§ **Problem description**:
Rewrite the material below, replacing every "integer keys" with "whole-number keys" and leaving all else unchanged.

§ **Input data**:
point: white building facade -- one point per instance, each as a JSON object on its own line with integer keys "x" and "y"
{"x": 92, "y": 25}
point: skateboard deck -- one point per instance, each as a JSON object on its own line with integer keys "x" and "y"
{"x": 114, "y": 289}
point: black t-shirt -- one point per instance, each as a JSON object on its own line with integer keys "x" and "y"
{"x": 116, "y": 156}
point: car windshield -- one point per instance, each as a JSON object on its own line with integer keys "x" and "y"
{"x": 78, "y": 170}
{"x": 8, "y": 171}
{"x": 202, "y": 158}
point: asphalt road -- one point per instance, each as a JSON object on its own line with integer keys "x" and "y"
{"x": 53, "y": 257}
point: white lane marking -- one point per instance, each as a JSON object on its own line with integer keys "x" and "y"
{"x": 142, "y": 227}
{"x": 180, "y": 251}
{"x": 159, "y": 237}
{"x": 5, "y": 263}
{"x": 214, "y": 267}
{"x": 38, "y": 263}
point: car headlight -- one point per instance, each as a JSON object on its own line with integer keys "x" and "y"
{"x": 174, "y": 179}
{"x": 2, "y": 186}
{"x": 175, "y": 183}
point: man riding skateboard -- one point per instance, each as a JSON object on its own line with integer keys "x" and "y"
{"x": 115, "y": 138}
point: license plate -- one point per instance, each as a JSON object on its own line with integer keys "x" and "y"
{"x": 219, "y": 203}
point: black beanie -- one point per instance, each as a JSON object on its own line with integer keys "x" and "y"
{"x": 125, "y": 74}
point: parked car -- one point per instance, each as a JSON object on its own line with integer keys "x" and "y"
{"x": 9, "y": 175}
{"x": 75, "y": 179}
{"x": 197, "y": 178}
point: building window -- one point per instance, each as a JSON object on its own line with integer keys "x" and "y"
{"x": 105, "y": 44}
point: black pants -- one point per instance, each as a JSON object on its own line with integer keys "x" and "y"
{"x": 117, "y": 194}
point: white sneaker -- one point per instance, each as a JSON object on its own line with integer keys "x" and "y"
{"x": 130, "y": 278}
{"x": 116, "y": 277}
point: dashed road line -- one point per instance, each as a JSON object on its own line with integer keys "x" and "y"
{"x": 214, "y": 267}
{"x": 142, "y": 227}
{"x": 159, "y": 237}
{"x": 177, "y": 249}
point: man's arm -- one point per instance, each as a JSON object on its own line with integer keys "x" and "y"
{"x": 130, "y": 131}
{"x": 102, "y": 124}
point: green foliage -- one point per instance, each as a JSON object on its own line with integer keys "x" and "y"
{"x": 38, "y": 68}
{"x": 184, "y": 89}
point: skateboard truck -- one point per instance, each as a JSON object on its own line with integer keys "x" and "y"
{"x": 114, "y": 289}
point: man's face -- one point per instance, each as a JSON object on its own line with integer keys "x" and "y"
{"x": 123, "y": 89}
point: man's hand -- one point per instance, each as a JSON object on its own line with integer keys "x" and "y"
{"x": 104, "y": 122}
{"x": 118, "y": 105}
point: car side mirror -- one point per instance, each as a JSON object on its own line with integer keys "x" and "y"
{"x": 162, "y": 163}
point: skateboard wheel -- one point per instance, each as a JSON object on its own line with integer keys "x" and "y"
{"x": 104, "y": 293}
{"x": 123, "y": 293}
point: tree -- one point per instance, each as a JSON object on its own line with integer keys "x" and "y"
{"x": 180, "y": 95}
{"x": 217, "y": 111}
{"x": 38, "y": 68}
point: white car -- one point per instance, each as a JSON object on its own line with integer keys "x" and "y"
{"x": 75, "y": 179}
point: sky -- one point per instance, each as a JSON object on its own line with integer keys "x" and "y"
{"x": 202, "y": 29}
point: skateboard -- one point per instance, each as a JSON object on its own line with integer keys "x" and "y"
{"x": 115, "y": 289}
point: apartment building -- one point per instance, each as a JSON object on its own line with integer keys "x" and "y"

§ **Reply to the task**:
point: white building facade -- one point per instance, each as a JSON object on its own line with whole-number keys "x" and "y"
{"x": 92, "y": 25}
point: skateboard deck -- one point per instance, each as a JSON object on its own line with whole-number keys "x" and "y"
{"x": 114, "y": 289}
point: black t-shirt -- one point per instance, each as a JSON object on its own line with whole-number keys "x" and "y"
{"x": 116, "y": 156}
point: car windshield -- one point per instance, each as a JSON object on its own line with whole-number keys "x" and "y"
{"x": 78, "y": 170}
{"x": 8, "y": 171}
{"x": 202, "y": 158}
point: asphalt road -- one point per instance, each as a JSON object on its own line with whole-number keys "x" and "y"
{"x": 53, "y": 257}
point: white lane marking -- one point per instance, each as a JSON object on its own line with whole-number keys "x" and "y"
{"x": 142, "y": 227}
{"x": 180, "y": 251}
{"x": 159, "y": 237}
{"x": 5, "y": 263}
{"x": 214, "y": 267}
{"x": 38, "y": 263}
point: car headlight -- one point per instance, each as a JSON object on its own line with whole-number keys "x" and "y"
{"x": 174, "y": 179}
{"x": 2, "y": 186}
{"x": 175, "y": 183}
point: man riding skateboard -- one point per instance, each as a JSON object on its own line with whole-number keys "x" and "y"
{"x": 115, "y": 138}
point: license plate -- one point per instance, each as a JSON object on its own line with whole-number keys "x" and "y"
{"x": 219, "y": 203}
point: black beanie -- one point per instance, each as a JSON object on its own line with whole-number keys "x" and "y"
{"x": 125, "y": 74}
point: parked car -- one point per instance, each as a JSON object on its own line with whole-number keys "x" and "y"
{"x": 9, "y": 175}
{"x": 75, "y": 179}
{"x": 197, "y": 178}
point: building window -- one point per instance, each as a JSON object on its own line with whole-number keys "x" and "y"
{"x": 105, "y": 44}
point: black pants -- one point per instance, each as a JSON object on its own line with whole-number keys "x" and "y"
{"x": 117, "y": 194}
point: white sneaker -- one point per instance, each as a JSON object on its own line with whole-number keys "x" and "y"
{"x": 130, "y": 278}
{"x": 116, "y": 277}
point: dashed road line -- one point per instance, each as a JSON object on its own line with whole-number keys "x" and "y"
{"x": 214, "y": 267}
{"x": 142, "y": 227}
{"x": 159, "y": 237}
{"x": 177, "y": 249}
point: man's arm -- one point per instance, each as a JSON object on its own line with whole-number keys "x" and "y"
{"x": 130, "y": 131}
{"x": 102, "y": 124}
point: green foliage -- one point per instance, each as a JSON object on its own line with whole-number keys "x" and "y"
{"x": 38, "y": 68}
{"x": 184, "y": 89}
point: skateboard truck -- one point per instance, each as a JSON object on its own line with whole-number keys "x" and "y"
{"x": 114, "y": 289}
point: man's face -- one point per instance, each as a JSON object on its own line with whole-number keys "x" and "y"
{"x": 123, "y": 89}
point: man's hand -- one point per instance, each as a JSON object on its own line with whole-number keys "x" and "y"
{"x": 104, "y": 122}
{"x": 118, "y": 105}
point: car side mirror -- one point per instance, each as a JSON object on its own line with whole-number keys "x" and "y"
{"x": 162, "y": 163}
point: skateboard wheel -- one point per instance, each as a JSON object on its own line with whole-number keys "x" and "y"
{"x": 104, "y": 293}
{"x": 123, "y": 293}
point: tree -- one point per instance, each as a JSON object on its own line with whole-number keys "x" and "y"
{"x": 180, "y": 95}
{"x": 217, "y": 111}
{"x": 38, "y": 68}
point: white car -- one point per instance, each as a JSON object on its own line with whole-number keys "x" and "y"
{"x": 75, "y": 179}
point: sky -- one point per instance, each as a JSON object on its own line with whole-number keys "x" and "y"
{"x": 202, "y": 29}
point: skateboard -- one point per instance, each as a JSON object on its own line with whole-number keys "x" and "y"
{"x": 115, "y": 289}
point: apartment building -- one point per instance, each as a JSON object on its own line with whole-number keys "x" and "y"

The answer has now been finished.